Collection entries

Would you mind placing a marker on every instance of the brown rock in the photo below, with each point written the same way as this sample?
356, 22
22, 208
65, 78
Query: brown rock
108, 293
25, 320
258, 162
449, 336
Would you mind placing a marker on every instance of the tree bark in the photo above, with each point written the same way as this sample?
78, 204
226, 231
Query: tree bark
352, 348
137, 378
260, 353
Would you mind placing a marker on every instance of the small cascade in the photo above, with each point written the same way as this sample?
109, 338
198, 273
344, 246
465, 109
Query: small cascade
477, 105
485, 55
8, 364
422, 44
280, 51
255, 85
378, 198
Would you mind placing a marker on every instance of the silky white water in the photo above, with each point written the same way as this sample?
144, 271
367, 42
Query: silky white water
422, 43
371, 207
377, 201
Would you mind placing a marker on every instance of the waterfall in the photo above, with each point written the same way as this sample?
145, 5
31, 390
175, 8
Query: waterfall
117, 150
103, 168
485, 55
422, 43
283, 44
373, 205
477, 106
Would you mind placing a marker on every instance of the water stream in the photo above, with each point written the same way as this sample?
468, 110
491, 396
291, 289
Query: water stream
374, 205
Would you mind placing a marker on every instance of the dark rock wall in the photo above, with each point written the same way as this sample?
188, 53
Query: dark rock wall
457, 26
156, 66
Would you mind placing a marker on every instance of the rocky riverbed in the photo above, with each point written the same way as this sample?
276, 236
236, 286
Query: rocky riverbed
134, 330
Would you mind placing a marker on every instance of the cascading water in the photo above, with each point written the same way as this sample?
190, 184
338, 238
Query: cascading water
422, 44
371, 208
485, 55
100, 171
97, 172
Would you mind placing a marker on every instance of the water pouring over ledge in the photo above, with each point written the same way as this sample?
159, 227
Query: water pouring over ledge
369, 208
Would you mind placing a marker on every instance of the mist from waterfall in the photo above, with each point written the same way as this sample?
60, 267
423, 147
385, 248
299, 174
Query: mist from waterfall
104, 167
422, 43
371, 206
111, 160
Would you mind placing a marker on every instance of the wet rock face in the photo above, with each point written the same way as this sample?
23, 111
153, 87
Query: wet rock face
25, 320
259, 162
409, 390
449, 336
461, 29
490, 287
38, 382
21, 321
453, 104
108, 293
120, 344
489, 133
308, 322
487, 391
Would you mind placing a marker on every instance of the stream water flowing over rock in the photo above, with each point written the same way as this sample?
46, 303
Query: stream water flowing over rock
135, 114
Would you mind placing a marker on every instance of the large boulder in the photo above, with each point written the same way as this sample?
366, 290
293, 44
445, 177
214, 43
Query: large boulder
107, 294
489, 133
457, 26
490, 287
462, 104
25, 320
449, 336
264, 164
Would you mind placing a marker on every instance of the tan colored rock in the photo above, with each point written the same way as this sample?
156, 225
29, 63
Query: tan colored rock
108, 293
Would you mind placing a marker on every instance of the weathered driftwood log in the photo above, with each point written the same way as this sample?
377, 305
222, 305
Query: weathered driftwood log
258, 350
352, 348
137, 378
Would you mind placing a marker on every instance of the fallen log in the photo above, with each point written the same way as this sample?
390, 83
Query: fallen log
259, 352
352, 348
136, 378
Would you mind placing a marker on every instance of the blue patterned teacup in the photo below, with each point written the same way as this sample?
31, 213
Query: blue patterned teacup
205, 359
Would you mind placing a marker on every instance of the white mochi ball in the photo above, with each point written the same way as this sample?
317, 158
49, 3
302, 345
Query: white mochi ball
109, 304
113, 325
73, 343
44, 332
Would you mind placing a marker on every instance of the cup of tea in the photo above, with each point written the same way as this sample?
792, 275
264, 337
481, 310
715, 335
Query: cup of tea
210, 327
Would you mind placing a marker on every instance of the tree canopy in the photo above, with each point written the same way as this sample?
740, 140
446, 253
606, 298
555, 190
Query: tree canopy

## Task item
Could you give the records above again, exactly and in full?

## Solution to this task
Would you mind placing a marker on every instance of the brown rock in the photo below, with each point written the same way as this sample?
356, 22
22, 208
65, 78
Query: brown rock
108, 293
25, 320
258, 162
449, 336
Would you mind placing a marker on every instance of the tree bark in the photo above, with each point written the same way as this sample?
78, 204
226, 231
Query: tree bark
352, 348
137, 378
260, 353
Would you mind placing a marker on every instance of the small cascade in the photo above, with each point written the same way as this sample?
109, 338
198, 273
344, 246
465, 109
Query: small cascade
477, 105
485, 55
8, 364
422, 44
280, 51
255, 85
378, 198
Would you mind placing a marker on every instance of the silky white water in the photo above, with each point written the same way as this sample?
144, 271
367, 42
Query: silky white water
422, 43
371, 207
377, 201
Would you mind placing a marker on every instance of the waterfall in the photo above, with each point written the same way as this sample?
145, 5
31, 390
175, 8
Query: waterfall
117, 150
103, 168
485, 55
422, 43
283, 44
373, 205
477, 106
Would you mind placing a marker on every instance of the water stream in the photo above, with each point written the same way as this sample?
468, 110
491, 396
291, 289
Query: water stream
374, 205
Would you mind placing a marker on every instance of the dark rock wall in the photo above, with each point written the same way as this sample?
188, 53
Query: dark rock wall
457, 26
156, 66
Would you mind placing a marker on every instance of the rocky riverbed in the photo above, with each point written the same way as this sample?
276, 236
236, 286
Query: rocky riverbed
134, 330
Would you mind placing a marker on every instance of the cascading water in the photo above, with each point written the same way as this sample?
190, 184
338, 238
Query: cascading water
422, 44
371, 208
485, 55
100, 171
97, 172
Would you mind placing a marker on every instance of the water pouring over ledge in the photo above, with each point written the same way as this sample?
159, 227
Query: water pouring over ledge
369, 208
Would you mind placing a marker on every instance of the mist from waterfall in the photo above, with each point written the same way as this sample?
60, 267
423, 147
385, 248
299, 174
Query: mist from waterfall
104, 167
422, 43
371, 206
111, 160
Would you mind placing a marker on every instance of the wet rock face in the photo above, with each point written the same way as this sample?
23, 111
153, 87
Query: wet rock face
25, 320
259, 162
409, 390
449, 336
461, 29
490, 287
38, 382
21, 321
453, 104
108, 293
120, 344
489, 133
308, 322
487, 391
Would you mind placing a marker on every instance of the stream water flowing over rock in the photo above, with each point written the same way as this sample?
46, 303
Query: stream water flowing over rock
135, 114
Would you mind placing a marker on every instance of the large boulder in the photo above, with each point written the same way as this sample?
366, 290
293, 44
445, 177
214, 43
Query: large boulder
107, 294
489, 133
457, 26
490, 287
462, 104
25, 320
449, 336
264, 164
Would you mind placing a marker on every instance of the tan colored rock in the photo above, with each point written the same way as this sample?
156, 225
29, 63
Query: tan colored rock
108, 293
Would you mind placing a marker on every instance of the weathered driftwood log in the photo above, with each point written the same way as this sample?
377, 305
222, 305
Query: weathered driftwood log
258, 350
352, 348
137, 378
Would you mind placing a marker on every instance of the fallen log in the photo above, with each point written the same way as this sample?
390, 83
Query: fallen log
259, 352
352, 348
136, 378
Would you mind placing a marker on every instance of the blue patterned teacup in the photo below, with each point written the same way as this sample?
31, 213
Query: blue patterned teacup
205, 359
Would you mind placing a marker on every instance of the white mochi ball in the photo above, with each point written the same way as this sample?
317, 158
49, 3
302, 345
Query: white mochi ball
109, 304
113, 325
73, 343
44, 332
Would you mind placing a marker on every instance of the cup of tea in the photo above, with each point written the same way as this sample?
792, 275
264, 337
481, 310
715, 335
Query: cup of tea
210, 327
Would you mind placing a marker on every instance of the tree canopy in the photo above, with each point written the same way as this sample?
740, 140
446, 253
606, 298
555, 190
Query: tree canopy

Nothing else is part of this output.